- _Yapılacak iş_: Aschenbach hakkındaki metne göre Aschenbach'a disiplinin kimden miras kaldığını yazın.

- _Verilen metin_:
======
Varlığının geçiciliğine meydan okurcasına, olanca varlığıyla şöhrete yönelmiş olduğundan, kendi asıl işinin yorgunluk ve çeşitli olaylarıyla bitkin ama sıkılmış bir yumruk gibi tembellik nedir asla bilmeden yaşamıştı (s 15). Tek başına arkadaşsız büyümüş Aschenbach’ın en çok gereksindiği şey disiplindi (s 16). Disiplin ise, bereket versin, baba tarafından bir mirastı ona, başkalarının vakitlerini boşa harcadıkları, hayallere daldıkları ve büyük planları gerçekleştirmeyi tasasızca daha sonralara bıraktıkları çağlarda olduğu gibi, kırk, elli yaşlarında da gününe, erkenden, göğsüne sırtına soğuk su dökmekle başlıyordu (s 16). Ancak yeniden doğuş belirtileri her zaman ahlaklı olma engeline takılmıştı (s 20). Bütün bu sıkıntılara toplumda saygın bir varoluşa ulaşabilmek için katlanmıştı ancak bu saygın varoluşun bedeli ağırdı ve artık ahlak engeli bile ideal bir imgeyle aşk yoluyla bütünleşmesinin önüne geçemeyecekti. Belki de Aschenbach’ın peşinde olduğu yeni yaşam, bedeli bu denli ağır olmayan ve sonsuza dek sürecek, hayranlıkla karışık bir saygınlığı güvence altına alacak bir imgeyle bütünleşme arzusunun ifadesi idi.
======
- _Gösterilen veri_:
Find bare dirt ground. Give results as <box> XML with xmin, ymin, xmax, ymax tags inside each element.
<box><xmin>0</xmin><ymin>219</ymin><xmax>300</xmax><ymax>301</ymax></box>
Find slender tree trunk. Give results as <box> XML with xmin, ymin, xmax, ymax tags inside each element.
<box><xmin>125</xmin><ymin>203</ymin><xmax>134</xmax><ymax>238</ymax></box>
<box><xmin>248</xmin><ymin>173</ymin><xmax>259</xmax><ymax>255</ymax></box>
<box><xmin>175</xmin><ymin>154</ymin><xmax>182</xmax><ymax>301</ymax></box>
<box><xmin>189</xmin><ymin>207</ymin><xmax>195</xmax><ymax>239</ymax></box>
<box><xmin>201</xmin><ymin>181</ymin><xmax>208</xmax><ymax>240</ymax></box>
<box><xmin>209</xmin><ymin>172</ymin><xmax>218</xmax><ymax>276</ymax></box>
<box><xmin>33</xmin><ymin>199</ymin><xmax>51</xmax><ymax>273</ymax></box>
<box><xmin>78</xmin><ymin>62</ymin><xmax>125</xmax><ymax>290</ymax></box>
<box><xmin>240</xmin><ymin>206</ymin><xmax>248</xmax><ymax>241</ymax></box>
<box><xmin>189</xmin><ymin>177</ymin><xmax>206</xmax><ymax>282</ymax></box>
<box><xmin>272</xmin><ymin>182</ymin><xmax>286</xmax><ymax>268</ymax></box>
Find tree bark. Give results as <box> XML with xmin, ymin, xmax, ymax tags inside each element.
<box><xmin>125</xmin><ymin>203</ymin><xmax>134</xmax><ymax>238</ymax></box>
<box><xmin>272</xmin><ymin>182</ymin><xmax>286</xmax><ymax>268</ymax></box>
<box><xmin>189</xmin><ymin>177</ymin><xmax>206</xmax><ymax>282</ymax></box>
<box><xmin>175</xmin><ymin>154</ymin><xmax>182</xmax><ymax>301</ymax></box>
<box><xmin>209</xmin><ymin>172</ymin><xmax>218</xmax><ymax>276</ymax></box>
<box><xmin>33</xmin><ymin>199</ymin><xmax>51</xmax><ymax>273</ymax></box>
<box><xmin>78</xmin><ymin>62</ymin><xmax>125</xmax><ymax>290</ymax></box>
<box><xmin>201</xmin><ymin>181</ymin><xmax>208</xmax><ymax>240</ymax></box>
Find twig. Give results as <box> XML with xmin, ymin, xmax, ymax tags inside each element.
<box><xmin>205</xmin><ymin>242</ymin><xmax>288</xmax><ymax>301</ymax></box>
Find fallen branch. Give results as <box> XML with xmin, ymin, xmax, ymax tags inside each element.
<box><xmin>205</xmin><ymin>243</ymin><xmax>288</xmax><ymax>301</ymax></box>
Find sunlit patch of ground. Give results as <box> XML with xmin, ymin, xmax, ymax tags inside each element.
======
- _Eksiksiz yanıt_: Disiplin Aschenbach'a baba tarafından miras kalmıştı.